これは大乗仏教の言う我々の心識のありようそのものです。

我々の荒れた心を静めるのも荒神。

 

良くないことがつづいて起こると、祟り、障り果ては誰かの呪詛だとか決め込んできますが実は荒神が荒れていると伝統的には考えました。

荒神が荒れているのはとりもなおさず我々の心の奥に葛藤があるのです。

 自分の心が荒れているのです。

 

ですから呪詛だ霊障だとさしたる根拠もなく言ってくる人は相手にしません。

呪詛返しなどしても無駄です。

なぜなら、この呪詛と言うのはテレビ文化が普及してそれに伴い、お茶の間のホラー物とともに広がってきたので、本来の呪詛の形とは違うものが多く、それを見て呪詛はこういうものと言う思い込みが横行しています。

脚本家がいかにも怖いように書いたもので実際のものではないのです。

 したがって単なる不調や運気の悪さを呪詛としているのです。

また当然シロウトが簡単にできるものは大した効き目はありません。

まともな人ならやっているうちにそんなこととしている自分が嫌になります。

呪詛をする事態負け犬の立場ですることです。

本格的に呪詛するという方法は民間でできるものは古法では骨がおれるものが多く、多くの人はただの腹いせや恋のさや当てでそんなメンドウことまでできません。

例えばフクロウの羽を焼いて墨にしてや狐の毛などを使って咒符を書いたり、呪物を相手の床下に決められた寸法で決められた刻限に埋めたりとか・・・

例えば相手を別れさせる呪術でもヤマドリの羽や渓流の割れたところも水なども採って用意します。

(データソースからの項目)
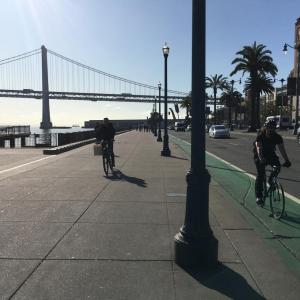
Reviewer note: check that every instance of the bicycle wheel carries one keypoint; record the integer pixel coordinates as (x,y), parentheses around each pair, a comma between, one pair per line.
(110,163)
(105,163)
(277,200)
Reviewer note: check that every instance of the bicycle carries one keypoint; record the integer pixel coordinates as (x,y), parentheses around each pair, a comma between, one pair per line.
(275,193)
(107,158)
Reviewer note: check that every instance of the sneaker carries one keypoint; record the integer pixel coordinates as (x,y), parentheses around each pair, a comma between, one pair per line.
(260,201)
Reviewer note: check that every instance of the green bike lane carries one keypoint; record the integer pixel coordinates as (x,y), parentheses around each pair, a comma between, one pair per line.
(281,235)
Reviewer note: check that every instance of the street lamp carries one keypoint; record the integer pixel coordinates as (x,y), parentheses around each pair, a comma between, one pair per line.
(232,84)
(166,150)
(195,244)
(155,123)
(159,139)
(296,47)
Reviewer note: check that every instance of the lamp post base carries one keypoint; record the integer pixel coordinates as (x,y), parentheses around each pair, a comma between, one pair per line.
(200,254)
(159,139)
(295,130)
(165,152)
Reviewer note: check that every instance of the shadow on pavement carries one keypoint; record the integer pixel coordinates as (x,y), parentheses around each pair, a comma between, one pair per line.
(291,217)
(232,170)
(177,157)
(227,282)
(118,175)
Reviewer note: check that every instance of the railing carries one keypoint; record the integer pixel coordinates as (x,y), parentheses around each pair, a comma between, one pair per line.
(44,139)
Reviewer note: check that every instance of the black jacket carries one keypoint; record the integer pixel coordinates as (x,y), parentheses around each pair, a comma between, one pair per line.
(105,132)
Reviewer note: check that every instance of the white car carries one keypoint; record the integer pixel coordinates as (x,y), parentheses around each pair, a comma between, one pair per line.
(218,131)
(179,126)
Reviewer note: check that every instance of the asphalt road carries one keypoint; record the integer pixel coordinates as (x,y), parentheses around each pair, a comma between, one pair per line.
(238,151)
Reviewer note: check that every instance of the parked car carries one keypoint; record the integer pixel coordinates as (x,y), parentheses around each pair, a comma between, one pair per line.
(219,131)
(188,128)
(207,126)
(179,126)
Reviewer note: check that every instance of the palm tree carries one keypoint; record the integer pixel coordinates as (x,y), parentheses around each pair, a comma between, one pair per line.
(264,84)
(255,60)
(230,98)
(216,82)
(186,103)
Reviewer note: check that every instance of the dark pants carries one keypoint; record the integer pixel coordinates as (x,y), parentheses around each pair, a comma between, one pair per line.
(274,161)
(111,147)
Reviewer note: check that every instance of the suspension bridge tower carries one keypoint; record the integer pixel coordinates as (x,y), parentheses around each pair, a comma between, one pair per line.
(46,123)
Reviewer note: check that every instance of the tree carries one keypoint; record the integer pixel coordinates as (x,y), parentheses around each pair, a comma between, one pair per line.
(230,98)
(271,109)
(186,103)
(216,82)
(264,85)
(256,61)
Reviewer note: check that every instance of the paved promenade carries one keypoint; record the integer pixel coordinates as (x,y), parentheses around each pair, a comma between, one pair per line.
(67,232)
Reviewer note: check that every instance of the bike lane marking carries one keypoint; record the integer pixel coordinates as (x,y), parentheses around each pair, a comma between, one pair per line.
(291,197)
(283,235)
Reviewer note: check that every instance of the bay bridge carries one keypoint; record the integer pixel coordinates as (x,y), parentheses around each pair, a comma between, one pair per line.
(45,74)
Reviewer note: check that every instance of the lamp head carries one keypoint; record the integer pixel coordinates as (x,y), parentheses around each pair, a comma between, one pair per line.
(166,49)
(284,48)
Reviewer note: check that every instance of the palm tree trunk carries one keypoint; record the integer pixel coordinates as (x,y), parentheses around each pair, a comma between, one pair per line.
(252,121)
(258,109)
(235,114)
(215,107)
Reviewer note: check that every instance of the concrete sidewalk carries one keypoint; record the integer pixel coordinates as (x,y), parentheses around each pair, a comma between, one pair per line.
(67,232)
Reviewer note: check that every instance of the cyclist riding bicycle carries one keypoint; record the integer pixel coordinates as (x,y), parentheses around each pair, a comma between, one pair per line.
(265,154)
(106,133)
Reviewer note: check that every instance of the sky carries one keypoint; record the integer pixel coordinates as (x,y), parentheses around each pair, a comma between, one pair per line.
(125,38)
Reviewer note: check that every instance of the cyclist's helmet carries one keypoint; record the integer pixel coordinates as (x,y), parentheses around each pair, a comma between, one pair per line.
(270,124)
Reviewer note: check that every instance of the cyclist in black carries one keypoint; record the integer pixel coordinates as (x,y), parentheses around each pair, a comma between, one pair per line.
(106,132)
(265,154)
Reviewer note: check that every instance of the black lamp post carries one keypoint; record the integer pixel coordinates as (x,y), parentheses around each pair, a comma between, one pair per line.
(195,244)
(159,139)
(232,84)
(296,47)
(155,115)
(166,150)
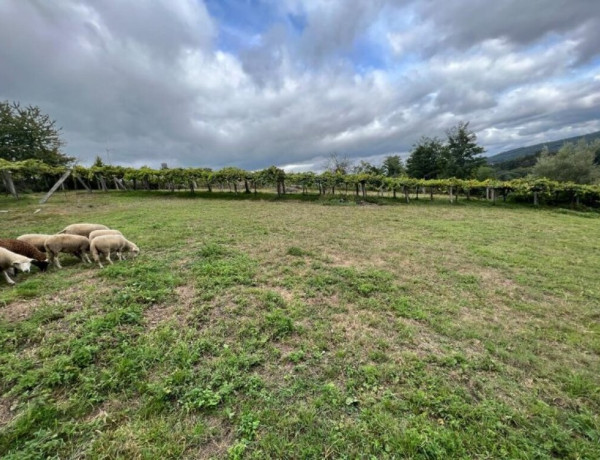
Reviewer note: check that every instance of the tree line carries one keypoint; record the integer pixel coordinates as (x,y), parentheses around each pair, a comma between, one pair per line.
(30,150)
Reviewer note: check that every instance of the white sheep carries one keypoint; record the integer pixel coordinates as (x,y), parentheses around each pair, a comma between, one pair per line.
(72,244)
(104,245)
(9,259)
(97,233)
(35,239)
(82,229)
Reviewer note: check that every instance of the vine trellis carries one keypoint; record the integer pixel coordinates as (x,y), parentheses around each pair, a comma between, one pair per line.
(237,180)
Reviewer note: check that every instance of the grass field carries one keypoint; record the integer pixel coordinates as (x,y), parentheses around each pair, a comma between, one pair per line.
(290,329)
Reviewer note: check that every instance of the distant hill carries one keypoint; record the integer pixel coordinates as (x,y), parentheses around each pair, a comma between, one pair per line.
(530,150)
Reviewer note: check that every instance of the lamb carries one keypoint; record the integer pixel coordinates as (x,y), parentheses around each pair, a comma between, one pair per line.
(82,229)
(25,249)
(9,259)
(97,233)
(103,245)
(36,239)
(73,244)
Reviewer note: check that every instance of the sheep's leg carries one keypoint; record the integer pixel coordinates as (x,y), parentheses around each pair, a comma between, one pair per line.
(54,258)
(8,280)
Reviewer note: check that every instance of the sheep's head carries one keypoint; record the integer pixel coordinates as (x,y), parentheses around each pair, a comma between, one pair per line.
(25,266)
(133,249)
(42,265)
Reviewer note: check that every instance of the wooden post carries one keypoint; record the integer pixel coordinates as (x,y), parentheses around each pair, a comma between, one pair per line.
(55,186)
(10,185)
(102,184)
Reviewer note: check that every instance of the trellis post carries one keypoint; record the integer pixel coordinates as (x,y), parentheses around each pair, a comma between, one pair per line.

作業指示> 荒神と呪詛についての抜粋を、最後の文の後から書き継いでください。 これらの記録はこの作業には関係しない。

回答>
さらに憑き物ですが、憑き物は存在しますが自分で勝手に憑依することはできません。心の中で憑き物を呼び込む何かが働いているのです。それは自分の心の問題です。

もし勝手につけるなら日本中憑き物だらけです。

心を治すための大本のは祈祷で無く正しい認識です。

 

本当に呪詛であってもまず心の荒神を鎮めればおのずと受けません。

端的に言えば「お前はここにいてはならない。直ちに退去しろ!」と霊的なものにいえばいいのです。

迷惑な客にハッキリ帰れと言えないのと同じ原理です。

 それがはっきり言えれば本当はなにもいらない。

 

さりとてこういう人はもう思い込みだけでいってきますので、こういう荒神の御話をしても聞く耳もたないのでどうにもならない。ただ外から来るものを追い払えば何とかなると思っている。自らは一向に省みられない人。

そういうお方は相手にできないです。